- PAGE TEXT:
═══
Honestly, it's also just what people get diagnosed with when their primary problem is actually just homelessness. Homelessness is a "risk factor," not a diagnosis you can bill Medicaid for. Sure, they might have some combination of psychosis, mood instability, poor social skills, inability to care for their bodies, and maybe substance use sprinkled in. But the street just produces that. Exposure, starvation, assaults by humans and animals, untreated wounds—all of it combines into a swirling pile of physical and emotional risk factors.
Eventually, if someone manages not to actually go crazy, they’ll often fake or exaggerate symptoms to get admitted to the relative safety of the psych ward. Then they stamp schizoaffective on the chart, prescribe a mood stabilizer and a second-generation antipsychotic, let them stay a week, and discharge them back to the street to start the cycle over.
as an aside...
...if they’re an absolute menace while they’re there (say, physically capable of bathing and toileting but shitting their pants and yelling at a 20-year-old nursing assistant that it’s her job to clean them) they might get labeled antisocial or malingering and get discharged and refused admission. But those are rare cases. Most homeless people seeking three hots and a cot are prickly at worst (which like, yeah). Usually, we’re both just resigned to it while I'm admitting them. After I finish the annoying parts, I’ll steal them a blanket from the warmer on medical.Seriously, if we just put people in houses, the mental health system would be halfway fixed. Many would still need occupational rehab or intensive skills training to avoid putting forks in microwaves or flooding residential bathrooms. But that would still be a million times cheaper than forcing me to do intensive, invasive acute psychiatry bullshit on people who barely qualify as a threat to themselves or others, simply because they end up on the same unit for lack of anywhere better to send them.
What is a hospitalist?
═══
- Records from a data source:
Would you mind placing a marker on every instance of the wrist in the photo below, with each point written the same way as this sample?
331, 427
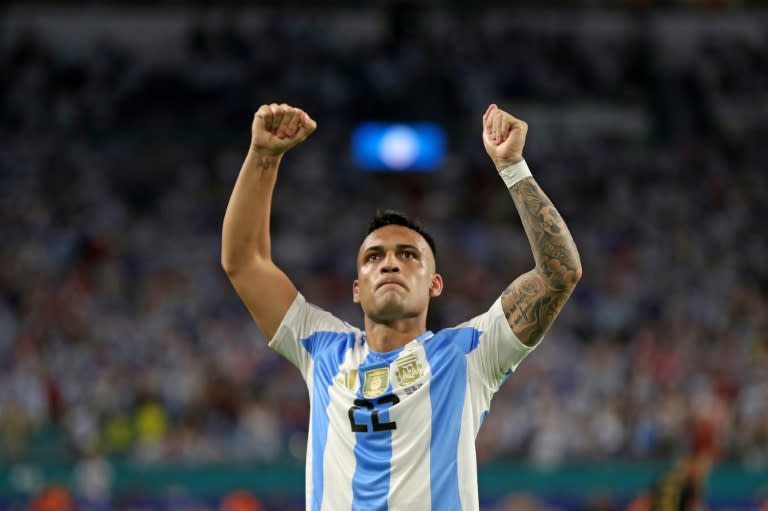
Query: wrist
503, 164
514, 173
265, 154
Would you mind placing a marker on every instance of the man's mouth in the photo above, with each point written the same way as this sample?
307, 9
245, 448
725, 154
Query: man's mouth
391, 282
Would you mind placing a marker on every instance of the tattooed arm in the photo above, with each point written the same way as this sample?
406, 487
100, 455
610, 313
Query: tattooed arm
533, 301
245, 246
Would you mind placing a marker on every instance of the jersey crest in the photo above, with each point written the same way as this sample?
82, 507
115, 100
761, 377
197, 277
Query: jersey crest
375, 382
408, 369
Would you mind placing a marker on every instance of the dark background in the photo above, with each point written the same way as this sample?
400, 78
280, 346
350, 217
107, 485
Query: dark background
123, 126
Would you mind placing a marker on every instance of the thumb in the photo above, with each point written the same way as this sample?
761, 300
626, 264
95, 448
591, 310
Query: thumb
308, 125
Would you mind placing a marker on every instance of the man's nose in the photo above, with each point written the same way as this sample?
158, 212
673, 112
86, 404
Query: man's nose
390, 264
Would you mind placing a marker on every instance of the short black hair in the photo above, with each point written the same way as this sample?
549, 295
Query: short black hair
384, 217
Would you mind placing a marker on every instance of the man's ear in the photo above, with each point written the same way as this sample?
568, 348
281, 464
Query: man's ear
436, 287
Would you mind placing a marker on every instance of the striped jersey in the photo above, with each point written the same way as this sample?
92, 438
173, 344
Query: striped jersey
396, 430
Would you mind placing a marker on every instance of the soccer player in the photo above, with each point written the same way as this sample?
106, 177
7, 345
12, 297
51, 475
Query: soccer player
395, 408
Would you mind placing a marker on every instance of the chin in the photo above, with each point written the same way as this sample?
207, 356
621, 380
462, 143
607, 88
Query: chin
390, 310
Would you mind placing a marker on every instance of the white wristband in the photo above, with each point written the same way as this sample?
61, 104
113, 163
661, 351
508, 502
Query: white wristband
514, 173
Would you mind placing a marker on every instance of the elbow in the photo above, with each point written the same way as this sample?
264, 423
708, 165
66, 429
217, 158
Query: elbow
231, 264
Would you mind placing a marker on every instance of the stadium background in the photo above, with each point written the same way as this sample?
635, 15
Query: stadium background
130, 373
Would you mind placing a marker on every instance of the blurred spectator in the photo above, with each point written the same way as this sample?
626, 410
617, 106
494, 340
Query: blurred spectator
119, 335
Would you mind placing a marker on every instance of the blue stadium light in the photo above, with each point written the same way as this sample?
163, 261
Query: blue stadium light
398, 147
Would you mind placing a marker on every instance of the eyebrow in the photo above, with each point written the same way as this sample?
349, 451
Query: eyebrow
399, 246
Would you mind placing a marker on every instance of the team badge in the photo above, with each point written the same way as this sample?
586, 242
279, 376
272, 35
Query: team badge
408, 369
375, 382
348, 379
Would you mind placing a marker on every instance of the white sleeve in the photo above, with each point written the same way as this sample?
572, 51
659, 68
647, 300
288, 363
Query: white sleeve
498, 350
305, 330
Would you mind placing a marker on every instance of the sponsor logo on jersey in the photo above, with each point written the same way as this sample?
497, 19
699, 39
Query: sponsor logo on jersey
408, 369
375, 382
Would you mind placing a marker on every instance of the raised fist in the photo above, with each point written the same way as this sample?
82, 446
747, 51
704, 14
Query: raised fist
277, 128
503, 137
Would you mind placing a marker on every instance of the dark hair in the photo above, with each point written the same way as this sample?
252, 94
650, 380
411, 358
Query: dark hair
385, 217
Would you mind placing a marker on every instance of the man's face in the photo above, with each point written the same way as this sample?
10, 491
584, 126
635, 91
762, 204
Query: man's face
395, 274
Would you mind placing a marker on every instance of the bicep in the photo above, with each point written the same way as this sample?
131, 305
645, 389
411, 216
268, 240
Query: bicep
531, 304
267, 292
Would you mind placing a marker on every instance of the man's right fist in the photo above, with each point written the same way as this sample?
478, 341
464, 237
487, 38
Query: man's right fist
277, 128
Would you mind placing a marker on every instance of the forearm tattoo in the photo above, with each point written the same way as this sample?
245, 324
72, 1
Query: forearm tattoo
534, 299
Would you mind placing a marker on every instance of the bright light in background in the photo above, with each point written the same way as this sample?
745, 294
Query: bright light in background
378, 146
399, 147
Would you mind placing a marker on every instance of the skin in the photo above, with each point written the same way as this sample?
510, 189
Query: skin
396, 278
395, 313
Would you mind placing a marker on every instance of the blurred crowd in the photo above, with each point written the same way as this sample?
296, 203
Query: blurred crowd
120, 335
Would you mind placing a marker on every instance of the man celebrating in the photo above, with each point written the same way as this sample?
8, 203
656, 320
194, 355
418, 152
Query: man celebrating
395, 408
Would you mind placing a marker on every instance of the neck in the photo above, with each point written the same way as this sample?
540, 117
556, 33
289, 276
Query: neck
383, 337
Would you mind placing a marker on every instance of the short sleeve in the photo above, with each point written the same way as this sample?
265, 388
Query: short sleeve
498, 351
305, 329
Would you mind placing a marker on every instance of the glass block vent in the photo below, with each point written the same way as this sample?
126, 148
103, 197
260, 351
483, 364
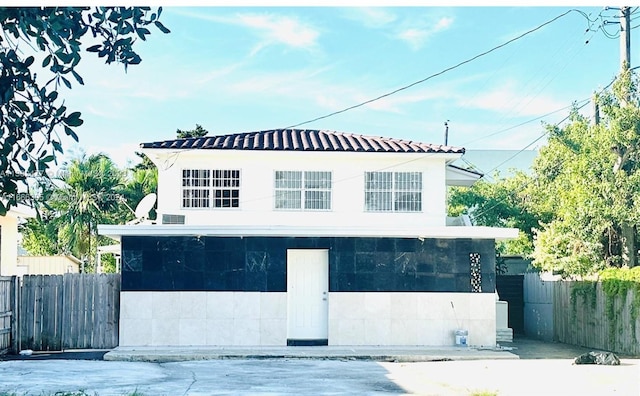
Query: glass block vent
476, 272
═══
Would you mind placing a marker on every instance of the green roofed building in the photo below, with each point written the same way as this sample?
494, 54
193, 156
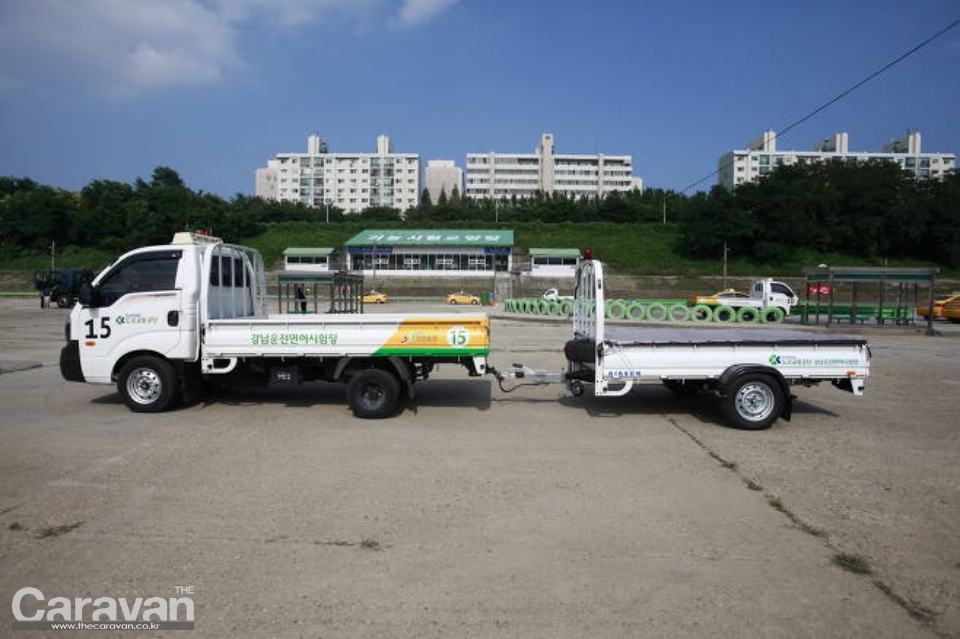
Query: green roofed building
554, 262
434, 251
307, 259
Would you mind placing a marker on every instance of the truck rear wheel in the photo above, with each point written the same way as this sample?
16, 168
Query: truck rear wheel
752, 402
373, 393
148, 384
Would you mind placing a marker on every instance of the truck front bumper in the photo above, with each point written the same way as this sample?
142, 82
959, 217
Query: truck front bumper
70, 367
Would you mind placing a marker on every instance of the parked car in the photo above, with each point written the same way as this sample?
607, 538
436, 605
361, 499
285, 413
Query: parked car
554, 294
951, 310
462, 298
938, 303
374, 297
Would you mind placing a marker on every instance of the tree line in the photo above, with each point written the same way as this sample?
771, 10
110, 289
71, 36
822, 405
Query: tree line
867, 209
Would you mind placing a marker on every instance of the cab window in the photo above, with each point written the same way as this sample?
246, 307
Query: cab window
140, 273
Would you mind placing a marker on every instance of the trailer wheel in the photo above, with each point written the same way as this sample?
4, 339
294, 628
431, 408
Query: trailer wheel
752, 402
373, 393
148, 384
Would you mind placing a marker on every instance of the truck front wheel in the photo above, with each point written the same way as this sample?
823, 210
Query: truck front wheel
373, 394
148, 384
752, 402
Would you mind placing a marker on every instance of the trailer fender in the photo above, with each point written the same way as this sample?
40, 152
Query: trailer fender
═══
Can you write out the part of the text on homelessness and psychiatric admissions between "Honestly, it's also" and "emotional risk factors.", inclusive?

- EXERCISE RESULT:
Honestly, it's also just what people get diagnosed with when their primary problem is actually just homelessness. Homelessness is a "risk factor," not a diagnosis you can bill Medicaid for. Sure, they might have some combination of psychosis, mood instability, poor social skills, inability to care for their bodies, and maybe substance use sprinkled in. But the street just produces that. Exposure, starvation, assaults by humans and animals, untreated wounds—all of it combines into a swirling pile of physical and emotional risk factors.